Object point labels:
[BEGIN]
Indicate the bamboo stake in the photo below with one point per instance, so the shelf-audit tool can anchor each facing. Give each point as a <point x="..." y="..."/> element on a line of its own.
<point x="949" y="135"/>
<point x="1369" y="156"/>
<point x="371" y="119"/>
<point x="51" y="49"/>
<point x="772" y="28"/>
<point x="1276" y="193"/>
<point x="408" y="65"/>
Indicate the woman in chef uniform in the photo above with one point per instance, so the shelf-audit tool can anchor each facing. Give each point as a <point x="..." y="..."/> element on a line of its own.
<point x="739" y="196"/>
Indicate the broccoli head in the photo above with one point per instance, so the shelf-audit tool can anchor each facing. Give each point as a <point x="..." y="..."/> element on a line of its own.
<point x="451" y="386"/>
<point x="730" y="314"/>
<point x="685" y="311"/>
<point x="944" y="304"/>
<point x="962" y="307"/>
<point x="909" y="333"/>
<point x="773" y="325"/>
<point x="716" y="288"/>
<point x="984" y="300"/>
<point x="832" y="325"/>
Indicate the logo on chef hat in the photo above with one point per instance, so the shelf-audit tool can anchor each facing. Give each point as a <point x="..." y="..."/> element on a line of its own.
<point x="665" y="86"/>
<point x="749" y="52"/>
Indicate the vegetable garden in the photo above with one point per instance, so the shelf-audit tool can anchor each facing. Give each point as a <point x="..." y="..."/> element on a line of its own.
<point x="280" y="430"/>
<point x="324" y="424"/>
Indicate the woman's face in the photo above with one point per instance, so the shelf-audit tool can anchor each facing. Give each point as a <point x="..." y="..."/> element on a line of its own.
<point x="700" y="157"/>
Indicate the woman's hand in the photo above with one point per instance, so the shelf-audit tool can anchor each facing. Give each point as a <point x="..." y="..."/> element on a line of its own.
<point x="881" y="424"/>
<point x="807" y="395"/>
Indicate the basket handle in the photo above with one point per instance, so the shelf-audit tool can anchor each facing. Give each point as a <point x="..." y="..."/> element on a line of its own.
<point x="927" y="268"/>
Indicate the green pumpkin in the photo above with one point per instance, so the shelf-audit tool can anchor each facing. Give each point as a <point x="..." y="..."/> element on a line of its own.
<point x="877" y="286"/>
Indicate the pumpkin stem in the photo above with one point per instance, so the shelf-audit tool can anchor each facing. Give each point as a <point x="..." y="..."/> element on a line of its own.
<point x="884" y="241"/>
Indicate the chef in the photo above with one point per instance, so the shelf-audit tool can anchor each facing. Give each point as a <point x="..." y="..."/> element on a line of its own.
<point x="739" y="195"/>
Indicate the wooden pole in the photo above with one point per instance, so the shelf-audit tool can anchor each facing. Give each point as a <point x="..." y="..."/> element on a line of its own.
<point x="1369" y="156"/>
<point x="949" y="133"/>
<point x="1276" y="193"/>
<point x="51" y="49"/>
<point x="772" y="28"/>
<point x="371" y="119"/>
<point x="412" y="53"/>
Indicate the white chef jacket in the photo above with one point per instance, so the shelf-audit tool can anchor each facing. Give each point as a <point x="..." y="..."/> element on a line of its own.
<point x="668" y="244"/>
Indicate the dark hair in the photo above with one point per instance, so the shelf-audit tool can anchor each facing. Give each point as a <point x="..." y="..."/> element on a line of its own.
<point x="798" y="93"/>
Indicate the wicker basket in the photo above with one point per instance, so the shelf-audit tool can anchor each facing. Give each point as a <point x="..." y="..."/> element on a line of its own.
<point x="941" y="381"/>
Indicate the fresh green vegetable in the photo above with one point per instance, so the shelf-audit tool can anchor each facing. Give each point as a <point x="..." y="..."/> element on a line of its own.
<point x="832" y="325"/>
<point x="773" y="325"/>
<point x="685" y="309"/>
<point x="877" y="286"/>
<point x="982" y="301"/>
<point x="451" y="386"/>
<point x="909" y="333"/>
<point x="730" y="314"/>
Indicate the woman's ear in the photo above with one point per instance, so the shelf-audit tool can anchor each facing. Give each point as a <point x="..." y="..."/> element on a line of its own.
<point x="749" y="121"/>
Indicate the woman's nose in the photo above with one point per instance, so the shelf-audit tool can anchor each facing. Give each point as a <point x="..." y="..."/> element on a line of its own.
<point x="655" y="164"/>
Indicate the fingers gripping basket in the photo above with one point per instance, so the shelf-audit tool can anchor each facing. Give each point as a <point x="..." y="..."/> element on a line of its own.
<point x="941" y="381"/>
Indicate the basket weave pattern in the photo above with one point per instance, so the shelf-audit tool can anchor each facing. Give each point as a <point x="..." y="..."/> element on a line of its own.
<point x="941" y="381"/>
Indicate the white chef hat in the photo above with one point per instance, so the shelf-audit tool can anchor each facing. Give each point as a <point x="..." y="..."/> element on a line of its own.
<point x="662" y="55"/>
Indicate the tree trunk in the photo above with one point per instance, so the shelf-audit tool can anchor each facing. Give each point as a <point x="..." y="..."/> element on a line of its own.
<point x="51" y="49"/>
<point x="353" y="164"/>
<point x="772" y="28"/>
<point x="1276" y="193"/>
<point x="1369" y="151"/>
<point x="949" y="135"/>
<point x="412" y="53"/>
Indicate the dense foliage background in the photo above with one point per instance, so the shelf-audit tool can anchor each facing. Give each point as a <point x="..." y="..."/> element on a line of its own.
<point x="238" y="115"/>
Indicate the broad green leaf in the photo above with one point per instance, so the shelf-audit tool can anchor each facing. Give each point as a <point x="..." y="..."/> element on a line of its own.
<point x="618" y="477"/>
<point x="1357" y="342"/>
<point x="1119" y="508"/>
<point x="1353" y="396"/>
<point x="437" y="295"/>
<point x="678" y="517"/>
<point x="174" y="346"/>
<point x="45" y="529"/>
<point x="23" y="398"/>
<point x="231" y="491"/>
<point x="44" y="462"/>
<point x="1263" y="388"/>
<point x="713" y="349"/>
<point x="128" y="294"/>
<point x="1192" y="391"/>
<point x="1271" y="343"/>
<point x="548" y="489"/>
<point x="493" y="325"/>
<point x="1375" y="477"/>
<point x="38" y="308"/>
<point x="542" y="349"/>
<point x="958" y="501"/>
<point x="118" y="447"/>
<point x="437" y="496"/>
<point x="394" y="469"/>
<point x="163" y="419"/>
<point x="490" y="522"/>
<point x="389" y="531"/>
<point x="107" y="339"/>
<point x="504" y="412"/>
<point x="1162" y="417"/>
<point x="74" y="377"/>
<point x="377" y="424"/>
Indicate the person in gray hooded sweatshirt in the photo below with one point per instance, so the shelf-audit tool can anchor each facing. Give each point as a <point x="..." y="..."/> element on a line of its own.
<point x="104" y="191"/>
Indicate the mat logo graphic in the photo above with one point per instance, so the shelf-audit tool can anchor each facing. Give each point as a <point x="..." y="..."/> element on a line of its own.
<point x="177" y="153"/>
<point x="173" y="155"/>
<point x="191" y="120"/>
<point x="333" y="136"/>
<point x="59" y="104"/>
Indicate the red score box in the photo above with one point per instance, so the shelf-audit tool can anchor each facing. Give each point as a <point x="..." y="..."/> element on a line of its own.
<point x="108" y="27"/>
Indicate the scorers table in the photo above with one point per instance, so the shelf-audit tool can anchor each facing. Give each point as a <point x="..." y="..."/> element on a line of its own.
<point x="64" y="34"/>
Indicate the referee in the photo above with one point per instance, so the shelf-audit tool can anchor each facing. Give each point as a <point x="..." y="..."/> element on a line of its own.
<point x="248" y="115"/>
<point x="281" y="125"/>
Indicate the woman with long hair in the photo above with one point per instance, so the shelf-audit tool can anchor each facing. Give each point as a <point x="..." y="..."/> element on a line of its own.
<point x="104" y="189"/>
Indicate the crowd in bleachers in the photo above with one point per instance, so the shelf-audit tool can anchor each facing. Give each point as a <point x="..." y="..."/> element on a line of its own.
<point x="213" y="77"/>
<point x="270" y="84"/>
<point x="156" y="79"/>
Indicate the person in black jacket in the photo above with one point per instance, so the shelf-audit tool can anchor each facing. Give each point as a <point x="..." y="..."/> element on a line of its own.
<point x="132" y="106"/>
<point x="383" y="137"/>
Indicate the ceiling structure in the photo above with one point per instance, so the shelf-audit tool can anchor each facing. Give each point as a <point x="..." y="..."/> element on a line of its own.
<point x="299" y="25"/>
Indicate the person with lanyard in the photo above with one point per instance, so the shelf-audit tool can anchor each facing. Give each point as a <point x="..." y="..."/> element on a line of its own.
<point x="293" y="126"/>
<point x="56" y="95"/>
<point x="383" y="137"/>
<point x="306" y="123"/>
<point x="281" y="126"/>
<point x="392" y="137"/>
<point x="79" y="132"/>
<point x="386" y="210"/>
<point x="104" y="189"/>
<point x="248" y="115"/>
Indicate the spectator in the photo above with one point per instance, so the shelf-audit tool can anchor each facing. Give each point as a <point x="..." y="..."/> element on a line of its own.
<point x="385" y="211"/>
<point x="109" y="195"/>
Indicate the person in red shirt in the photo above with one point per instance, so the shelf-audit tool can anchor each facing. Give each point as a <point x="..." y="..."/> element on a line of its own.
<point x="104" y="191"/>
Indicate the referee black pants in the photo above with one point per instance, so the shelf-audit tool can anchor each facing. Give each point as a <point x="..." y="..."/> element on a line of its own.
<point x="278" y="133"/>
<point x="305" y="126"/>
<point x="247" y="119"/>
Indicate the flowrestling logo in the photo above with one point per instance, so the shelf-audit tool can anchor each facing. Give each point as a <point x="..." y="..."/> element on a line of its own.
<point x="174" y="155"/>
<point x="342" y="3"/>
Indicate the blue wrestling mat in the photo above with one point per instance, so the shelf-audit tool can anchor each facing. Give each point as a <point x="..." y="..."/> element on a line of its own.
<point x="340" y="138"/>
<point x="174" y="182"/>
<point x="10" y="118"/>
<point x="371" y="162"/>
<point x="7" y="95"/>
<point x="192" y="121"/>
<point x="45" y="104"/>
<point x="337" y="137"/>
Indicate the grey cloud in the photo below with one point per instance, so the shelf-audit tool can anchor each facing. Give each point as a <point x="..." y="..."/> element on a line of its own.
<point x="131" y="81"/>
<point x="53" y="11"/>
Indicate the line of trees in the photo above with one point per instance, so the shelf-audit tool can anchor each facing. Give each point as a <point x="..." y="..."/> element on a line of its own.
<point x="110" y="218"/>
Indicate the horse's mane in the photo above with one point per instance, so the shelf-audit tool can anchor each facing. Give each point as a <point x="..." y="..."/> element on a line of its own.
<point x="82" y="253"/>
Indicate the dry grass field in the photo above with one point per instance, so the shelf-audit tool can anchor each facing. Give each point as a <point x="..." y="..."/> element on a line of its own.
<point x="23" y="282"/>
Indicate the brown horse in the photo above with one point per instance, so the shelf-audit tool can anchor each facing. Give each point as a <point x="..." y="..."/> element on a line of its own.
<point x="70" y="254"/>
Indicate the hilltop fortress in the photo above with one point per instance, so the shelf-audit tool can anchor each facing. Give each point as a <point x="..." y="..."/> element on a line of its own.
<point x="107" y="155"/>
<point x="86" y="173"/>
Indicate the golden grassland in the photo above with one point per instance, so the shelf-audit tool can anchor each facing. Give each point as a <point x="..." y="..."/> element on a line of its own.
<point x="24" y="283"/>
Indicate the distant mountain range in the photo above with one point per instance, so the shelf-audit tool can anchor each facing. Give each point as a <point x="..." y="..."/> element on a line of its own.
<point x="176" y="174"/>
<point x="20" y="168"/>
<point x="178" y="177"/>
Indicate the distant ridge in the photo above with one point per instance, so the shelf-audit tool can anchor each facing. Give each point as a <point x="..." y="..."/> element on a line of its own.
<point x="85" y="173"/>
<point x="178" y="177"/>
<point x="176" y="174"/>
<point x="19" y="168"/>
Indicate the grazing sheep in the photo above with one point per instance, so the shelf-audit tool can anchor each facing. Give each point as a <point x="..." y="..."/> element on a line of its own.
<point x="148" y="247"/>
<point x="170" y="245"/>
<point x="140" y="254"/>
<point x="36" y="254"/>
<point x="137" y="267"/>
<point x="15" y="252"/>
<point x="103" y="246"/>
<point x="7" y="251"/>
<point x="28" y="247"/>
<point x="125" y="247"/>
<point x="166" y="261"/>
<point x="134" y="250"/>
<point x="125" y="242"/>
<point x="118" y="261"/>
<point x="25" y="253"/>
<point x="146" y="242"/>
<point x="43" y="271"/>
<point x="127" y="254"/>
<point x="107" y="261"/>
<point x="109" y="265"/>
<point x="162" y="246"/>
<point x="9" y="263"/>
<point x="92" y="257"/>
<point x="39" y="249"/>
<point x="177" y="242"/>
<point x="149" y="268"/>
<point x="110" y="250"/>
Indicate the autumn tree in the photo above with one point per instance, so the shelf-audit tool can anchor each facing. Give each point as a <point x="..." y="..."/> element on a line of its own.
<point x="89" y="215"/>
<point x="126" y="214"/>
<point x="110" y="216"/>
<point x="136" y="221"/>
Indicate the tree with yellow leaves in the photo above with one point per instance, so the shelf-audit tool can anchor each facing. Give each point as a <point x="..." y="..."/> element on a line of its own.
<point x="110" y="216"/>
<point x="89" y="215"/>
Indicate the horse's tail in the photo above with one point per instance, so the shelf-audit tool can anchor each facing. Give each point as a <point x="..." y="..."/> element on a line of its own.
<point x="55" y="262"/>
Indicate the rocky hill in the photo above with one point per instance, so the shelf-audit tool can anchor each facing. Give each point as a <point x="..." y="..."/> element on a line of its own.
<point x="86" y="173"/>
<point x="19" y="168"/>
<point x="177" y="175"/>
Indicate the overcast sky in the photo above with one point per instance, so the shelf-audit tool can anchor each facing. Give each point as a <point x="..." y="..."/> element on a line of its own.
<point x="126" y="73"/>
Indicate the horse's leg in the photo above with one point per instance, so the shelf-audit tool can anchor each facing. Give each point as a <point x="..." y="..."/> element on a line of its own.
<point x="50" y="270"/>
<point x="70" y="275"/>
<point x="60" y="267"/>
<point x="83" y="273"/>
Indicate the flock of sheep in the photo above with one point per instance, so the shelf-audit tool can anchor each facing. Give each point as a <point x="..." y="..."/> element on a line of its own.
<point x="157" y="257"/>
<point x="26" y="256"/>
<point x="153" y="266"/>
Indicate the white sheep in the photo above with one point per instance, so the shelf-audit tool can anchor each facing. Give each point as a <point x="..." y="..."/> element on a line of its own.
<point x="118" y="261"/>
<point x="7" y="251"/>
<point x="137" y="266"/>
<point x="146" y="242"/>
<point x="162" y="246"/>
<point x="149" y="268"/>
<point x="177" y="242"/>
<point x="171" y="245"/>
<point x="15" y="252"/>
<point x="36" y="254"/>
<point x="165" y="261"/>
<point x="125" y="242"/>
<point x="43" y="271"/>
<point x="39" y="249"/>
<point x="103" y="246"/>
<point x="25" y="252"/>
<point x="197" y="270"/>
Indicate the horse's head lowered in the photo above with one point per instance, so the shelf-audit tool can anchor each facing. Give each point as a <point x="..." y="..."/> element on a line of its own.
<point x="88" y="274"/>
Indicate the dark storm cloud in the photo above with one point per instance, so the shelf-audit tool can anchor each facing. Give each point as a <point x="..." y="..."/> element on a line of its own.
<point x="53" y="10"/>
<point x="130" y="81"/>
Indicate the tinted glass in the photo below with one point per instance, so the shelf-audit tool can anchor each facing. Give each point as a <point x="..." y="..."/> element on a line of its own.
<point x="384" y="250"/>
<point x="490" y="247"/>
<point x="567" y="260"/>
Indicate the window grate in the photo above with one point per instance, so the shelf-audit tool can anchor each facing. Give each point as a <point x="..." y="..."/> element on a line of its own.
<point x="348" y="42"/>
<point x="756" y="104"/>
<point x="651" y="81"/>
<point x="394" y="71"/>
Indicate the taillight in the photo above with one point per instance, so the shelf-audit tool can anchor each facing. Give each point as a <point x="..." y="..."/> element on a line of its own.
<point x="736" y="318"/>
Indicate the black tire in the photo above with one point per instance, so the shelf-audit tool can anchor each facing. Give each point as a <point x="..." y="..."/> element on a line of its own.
[END]
• Exercise: Retype exactly, please, each line from the line that contains "Indicate the white sheep" through the last line of the entries above, with nothing added.

• Solution to the exercise:
Indicate the white sheep in the photo above with one point per instance, so the shelf-audit tool can anchor each facing. Give each point as a <point x="..." y="..."/> element on a line of its own.
<point x="118" y="261"/>
<point x="7" y="251"/>
<point x="137" y="266"/>
<point x="146" y="242"/>
<point x="162" y="246"/>
<point x="149" y="268"/>
<point x="177" y="242"/>
<point x="171" y="245"/>
<point x="15" y="252"/>
<point x="36" y="254"/>
<point x="165" y="261"/>
<point x="125" y="242"/>
<point x="43" y="271"/>
<point x="39" y="249"/>
<point x="103" y="246"/>
<point x="25" y="252"/>
<point x="197" y="270"/>
Indicate the horse's head lowered in the photo above with one point per instance, so the shelf-audit tool can anchor each facing. Give each point as a <point x="..." y="..."/> element on a line of its own.
<point x="88" y="274"/>
Indicate the dark storm cloud in the photo above with one point per instance, so the shelf-audit tool can anchor each facing. Give each point as a <point x="..." y="..."/> element on a line of its own.
<point x="53" y="10"/>
<point x="130" y="81"/>
Indicate the tinted glass in the photo below with one point per instance, so the shelf-audit tool can anchor each facing. Give each point as a <point x="..." y="..."/> element on a line of its own.
<point x="384" y="250"/>
<point x="490" y="247"/>
<point x="567" y="260"/>
Indicate the window grate in the photo above with one point per instance, so the shelf-audit tool can anchor each facing. Give each point as a <point x="..." y="..."/> element on a line of its own.
<point x="348" y="42"/>
<point x="756" y="104"/>
<point x="651" y="81"/>
<point x="394" y="71"/>
Indicate the taillight in the photo above with one point per instance, so the shelf-audit tool can anchor each facing. Give each point as a <point x="..." y="..."/> element on a line of its own.
<point x="736" y="318"/>
Indicate the black tire in the photo above with one point per instance, so the shelf-audit tool can anchor each facing. Give each point as a <point x="..." y="..."/> element on a line of its own.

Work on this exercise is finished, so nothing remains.